Library in Atlanta which serves the four members of the Atlanta University Center

The Atlanta University Center (AUC) Robert W. Woodruff Library is a library in Atlanta which serves the three members of the Atlanta University Center, the world's oldest consortium of historically black colleges and universities (Clark Atlanta University, Morehouse College and Spelman College) . The library, constructed in 1982, is named for Robert Winship Woodruff, former CEO of the Coca Cola Company. In 2010, the library completed a $16.2 million renovation, partly funded by donations from the Coca Cola Company.

The library is a member of ARCHE, Lyrasis, OCLC and the HBCU Library Alliance. It is a participant in the Georgia state library network, GALILEO. In 2016, the library won the Excellence in Academic Libraries Award from the Association of College and Research Libraries, the first HBCU to win the award.

==Collections==
The Woodruff Library owns over a million items, including approximately 383,000 print volumes, 43,000 electronic books, 867,000 microforms, 314,000 government documents, 17,000 theses and dissertations, 35,000 bound periodicals, 1,500 current periodical subscriptions, 7,000 compact discs, more than 200 databases, and nearly 7500 cuft of archival collection. The Archives and Special Collections department specializes in materials about the African American experience and the history of AUC schools. Collections include the Morehouse College Martin Luther King Jr. Collection and the Henry P. Slaughter collection.

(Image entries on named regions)

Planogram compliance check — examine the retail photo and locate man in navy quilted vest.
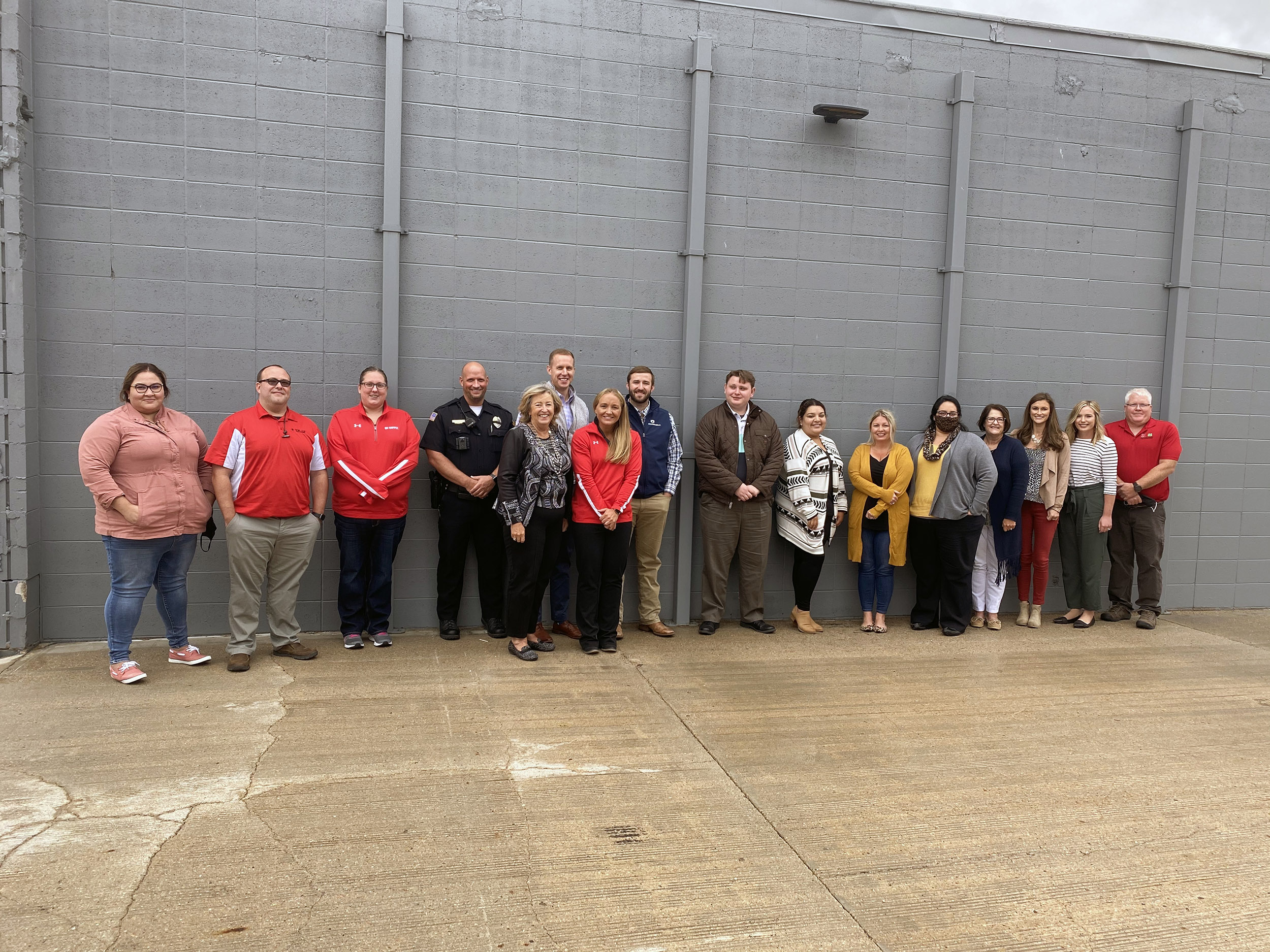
[626,367,683,639]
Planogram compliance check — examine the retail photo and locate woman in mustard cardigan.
[847,410,913,631]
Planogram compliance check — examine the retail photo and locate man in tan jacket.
[693,371,785,635]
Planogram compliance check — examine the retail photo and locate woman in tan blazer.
[1015,393,1072,629]
[847,410,913,631]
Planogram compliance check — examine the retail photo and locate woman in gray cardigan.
[908,395,997,635]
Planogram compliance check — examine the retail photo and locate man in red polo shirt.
[1102,387,1183,630]
[206,365,329,672]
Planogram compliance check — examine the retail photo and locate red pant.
[1019,500,1058,606]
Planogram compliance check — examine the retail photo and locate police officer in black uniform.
[419,360,516,641]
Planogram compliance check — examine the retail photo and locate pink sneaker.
[111,662,146,684]
[168,645,212,664]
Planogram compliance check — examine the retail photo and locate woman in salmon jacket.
[79,363,212,684]
[573,387,643,655]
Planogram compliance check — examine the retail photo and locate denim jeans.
[102,533,198,664]
[856,530,896,614]
[335,513,405,635]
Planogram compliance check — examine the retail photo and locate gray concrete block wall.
[35,0,1270,650]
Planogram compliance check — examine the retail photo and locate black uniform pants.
[573,522,631,650]
[499,509,564,639]
[437,491,507,622]
[908,515,983,634]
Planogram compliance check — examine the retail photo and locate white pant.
[970,522,1006,614]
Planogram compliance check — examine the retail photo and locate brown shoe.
[551,622,582,641]
[639,621,675,639]
[273,641,318,662]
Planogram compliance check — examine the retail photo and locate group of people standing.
[79,358,1181,683]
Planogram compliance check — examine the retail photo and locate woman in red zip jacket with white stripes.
[572,387,644,655]
[327,367,419,649]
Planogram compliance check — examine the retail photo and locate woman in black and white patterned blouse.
[1054,400,1117,629]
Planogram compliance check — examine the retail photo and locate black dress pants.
[908,515,983,635]
[573,522,631,651]
[437,490,505,622]
[503,509,564,639]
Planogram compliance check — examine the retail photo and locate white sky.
[935,0,1270,52]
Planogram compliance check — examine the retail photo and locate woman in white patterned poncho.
[776,400,847,634]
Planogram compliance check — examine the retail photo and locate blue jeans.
[102,533,198,664]
[335,513,405,635]
[858,530,896,614]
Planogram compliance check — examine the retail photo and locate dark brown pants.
[701,493,772,623]
[1107,500,1165,614]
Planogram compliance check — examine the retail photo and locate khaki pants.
[225,515,322,655]
[701,493,772,623]
[631,493,671,625]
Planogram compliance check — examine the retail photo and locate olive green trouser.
[1058,482,1107,612]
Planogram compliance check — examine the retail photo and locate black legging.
[573,522,631,650]
[794,546,824,612]
[503,509,564,639]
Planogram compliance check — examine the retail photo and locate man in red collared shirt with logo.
[327,367,419,649]
[1102,387,1183,630]
[205,365,329,672]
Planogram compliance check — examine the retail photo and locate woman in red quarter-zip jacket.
[573,387,644,655]
[327,367,419,647]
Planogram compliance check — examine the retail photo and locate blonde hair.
[591,387,631,466]
[517,381,564,429]
[869,406,896,446]
[1066,400,1106,443]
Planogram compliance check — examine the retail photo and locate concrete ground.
[0,612,1270,952]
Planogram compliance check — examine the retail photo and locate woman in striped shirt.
[1054,400,1117,629]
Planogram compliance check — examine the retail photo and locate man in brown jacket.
[693,371,785,635]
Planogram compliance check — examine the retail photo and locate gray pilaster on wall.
[1160,99,1204,423]
[0,0,40,649]
[378,0,410,385]
[675,33,714,625]
[939,70,974,395]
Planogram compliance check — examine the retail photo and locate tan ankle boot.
[790,606,824,635]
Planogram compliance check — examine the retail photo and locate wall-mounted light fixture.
[812,103,869,122]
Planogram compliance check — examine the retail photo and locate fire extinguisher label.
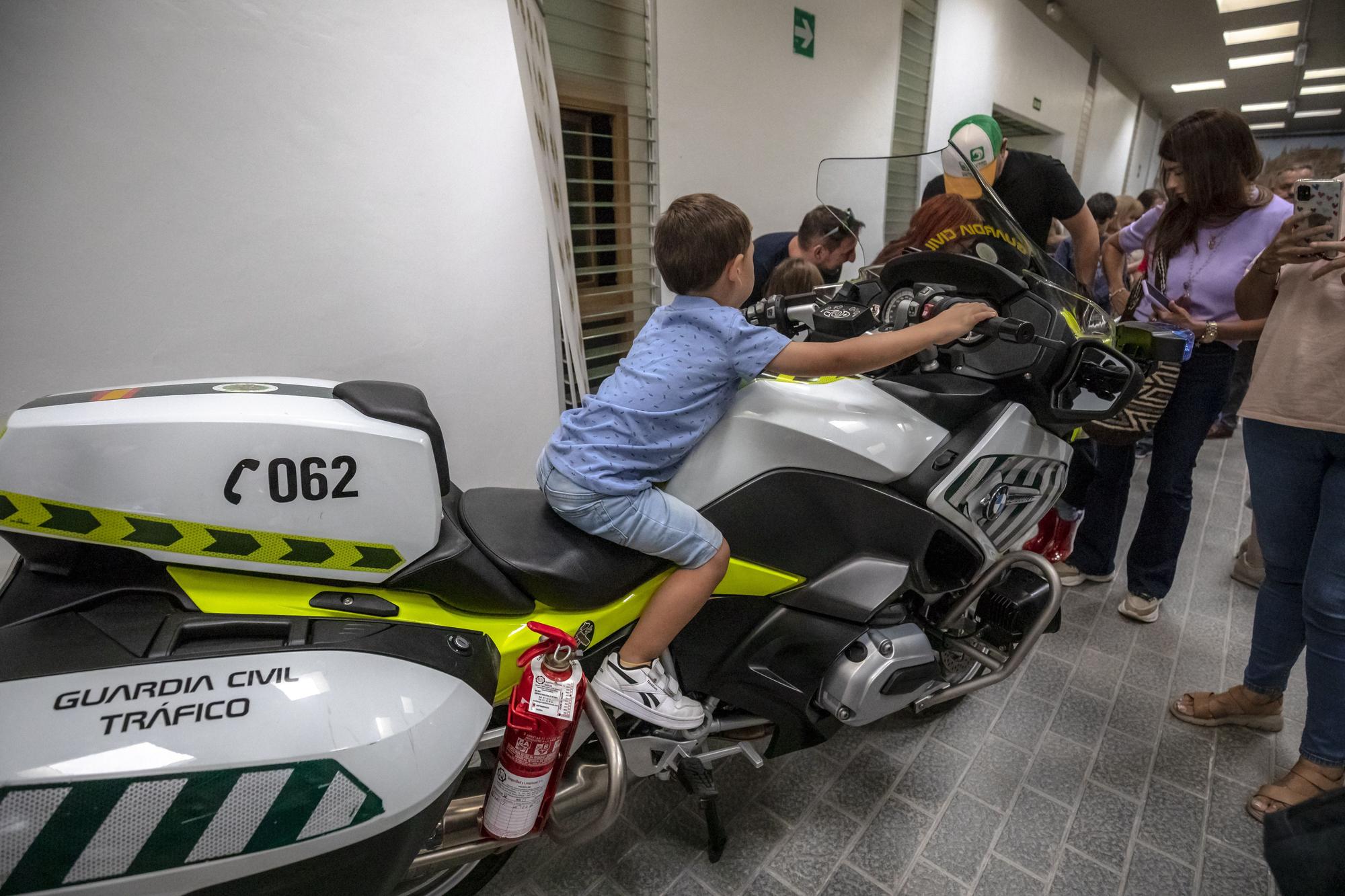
[527,659,580,721]
[482,766,551,838]
[504,732,561,768]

[Required actions]
1. List every organization that the library excerpt says the library is a member of.
2. Rewrite the portion of the rows that opens with the line containing "locate denim jeans." and closes with the line containing "[35,0,1270,650]", both included, as a numbered list without blank lines.

[The responses]
1. ARCHE, Lyrasis, OCLC, HBCU Library Alliance

2.
1. Planogram compliance check — examine the retail photo and locate denim jeans.
2. [102,533,198,664]
3. [856,530,896,614]
4. [335,513,405,635]
5. Planogram compliance check — examine the retail photo and locate gray concrete block wall.
6. [35,0,1270,650]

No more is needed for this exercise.